▸ **EXERCISE REQUIREMENTS**
Repeat only the lines from the one holding "of the beaded" down to the last line of the listing below, including both of those lines.

▸ **Some records**
[START]
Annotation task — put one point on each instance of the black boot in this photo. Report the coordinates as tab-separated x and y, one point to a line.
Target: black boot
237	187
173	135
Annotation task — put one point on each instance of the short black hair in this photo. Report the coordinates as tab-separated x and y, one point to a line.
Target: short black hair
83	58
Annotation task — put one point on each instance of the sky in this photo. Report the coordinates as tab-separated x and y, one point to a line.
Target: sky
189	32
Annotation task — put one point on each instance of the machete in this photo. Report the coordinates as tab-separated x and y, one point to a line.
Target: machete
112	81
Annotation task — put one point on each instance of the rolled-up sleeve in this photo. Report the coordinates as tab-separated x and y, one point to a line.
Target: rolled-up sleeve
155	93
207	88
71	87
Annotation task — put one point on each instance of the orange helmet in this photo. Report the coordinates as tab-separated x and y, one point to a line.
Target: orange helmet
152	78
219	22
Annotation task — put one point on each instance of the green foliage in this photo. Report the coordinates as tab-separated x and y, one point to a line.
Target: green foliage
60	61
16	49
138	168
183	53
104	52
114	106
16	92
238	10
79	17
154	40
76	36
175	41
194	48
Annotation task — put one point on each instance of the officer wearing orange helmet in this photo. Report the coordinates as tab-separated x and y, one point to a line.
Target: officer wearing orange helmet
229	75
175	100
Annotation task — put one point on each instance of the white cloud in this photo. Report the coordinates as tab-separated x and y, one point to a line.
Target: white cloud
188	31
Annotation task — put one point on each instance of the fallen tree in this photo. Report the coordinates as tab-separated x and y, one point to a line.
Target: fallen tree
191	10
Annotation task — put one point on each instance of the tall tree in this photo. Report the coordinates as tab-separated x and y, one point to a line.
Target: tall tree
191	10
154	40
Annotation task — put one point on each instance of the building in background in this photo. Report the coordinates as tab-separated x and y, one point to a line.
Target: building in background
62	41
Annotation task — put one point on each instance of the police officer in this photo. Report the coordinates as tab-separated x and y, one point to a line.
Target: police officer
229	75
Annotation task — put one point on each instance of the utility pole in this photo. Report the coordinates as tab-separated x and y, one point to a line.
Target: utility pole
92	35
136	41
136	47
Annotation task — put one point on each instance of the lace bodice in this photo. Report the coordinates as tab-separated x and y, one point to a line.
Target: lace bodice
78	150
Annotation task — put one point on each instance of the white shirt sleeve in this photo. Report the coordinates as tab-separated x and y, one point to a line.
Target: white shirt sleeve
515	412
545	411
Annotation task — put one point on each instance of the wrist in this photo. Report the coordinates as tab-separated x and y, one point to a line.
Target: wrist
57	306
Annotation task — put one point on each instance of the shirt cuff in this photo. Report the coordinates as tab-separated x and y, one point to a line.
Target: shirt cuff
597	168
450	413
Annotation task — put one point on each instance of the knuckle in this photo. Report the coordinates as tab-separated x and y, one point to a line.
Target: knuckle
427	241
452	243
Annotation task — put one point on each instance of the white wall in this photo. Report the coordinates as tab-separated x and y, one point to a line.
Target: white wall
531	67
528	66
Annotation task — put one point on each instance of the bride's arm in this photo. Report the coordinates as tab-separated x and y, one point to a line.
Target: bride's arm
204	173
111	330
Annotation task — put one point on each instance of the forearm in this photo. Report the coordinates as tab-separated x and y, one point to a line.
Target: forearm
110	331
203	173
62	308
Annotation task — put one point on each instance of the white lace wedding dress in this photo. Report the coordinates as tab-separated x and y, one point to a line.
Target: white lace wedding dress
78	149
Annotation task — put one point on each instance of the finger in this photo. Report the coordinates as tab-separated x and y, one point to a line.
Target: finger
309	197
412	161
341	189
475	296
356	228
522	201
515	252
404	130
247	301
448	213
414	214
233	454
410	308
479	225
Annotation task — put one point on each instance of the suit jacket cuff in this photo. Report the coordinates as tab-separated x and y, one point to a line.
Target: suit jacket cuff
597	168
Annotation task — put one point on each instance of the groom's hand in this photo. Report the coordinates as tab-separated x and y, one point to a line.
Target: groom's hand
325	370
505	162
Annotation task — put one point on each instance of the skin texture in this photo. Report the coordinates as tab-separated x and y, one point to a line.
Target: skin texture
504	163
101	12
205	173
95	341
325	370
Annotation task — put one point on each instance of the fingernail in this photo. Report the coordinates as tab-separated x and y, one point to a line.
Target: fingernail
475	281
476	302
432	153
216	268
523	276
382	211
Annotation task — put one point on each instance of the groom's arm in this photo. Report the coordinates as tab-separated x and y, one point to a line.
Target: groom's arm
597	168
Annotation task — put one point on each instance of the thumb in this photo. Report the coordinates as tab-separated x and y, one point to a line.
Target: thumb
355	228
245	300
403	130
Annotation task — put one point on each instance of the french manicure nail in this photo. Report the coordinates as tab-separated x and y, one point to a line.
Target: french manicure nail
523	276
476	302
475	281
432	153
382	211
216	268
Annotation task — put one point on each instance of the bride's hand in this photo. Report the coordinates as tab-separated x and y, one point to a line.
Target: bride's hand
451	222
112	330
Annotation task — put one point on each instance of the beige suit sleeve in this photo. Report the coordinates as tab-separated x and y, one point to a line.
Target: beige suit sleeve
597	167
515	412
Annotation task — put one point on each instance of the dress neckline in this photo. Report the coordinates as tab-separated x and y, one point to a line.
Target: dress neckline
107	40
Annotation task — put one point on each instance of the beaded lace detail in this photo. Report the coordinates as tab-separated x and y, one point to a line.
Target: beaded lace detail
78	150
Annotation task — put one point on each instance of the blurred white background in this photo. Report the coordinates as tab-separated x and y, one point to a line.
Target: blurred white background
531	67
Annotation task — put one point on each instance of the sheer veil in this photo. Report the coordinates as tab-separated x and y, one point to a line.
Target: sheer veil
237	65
[END]
▸ **RESPONSE TO THIS TASK**
Annotation task — put one point on each instance of the beaded lace detail in this photo. Report the coordinates as tab-separated x and y, one point to a line.
Target: beaded lace detail
78	150
Annotation task — put one point on each instance of the blurred white background in this photo. Report the coordinates as tab-separated x and y, one point to a line.
Target: blurred white background
531	67
Annotation task — put one point on each instance of the sheer veil in this photo. Report the coordinates as tab-separated x and y, one point to a line.
Target: sheer veil
237	65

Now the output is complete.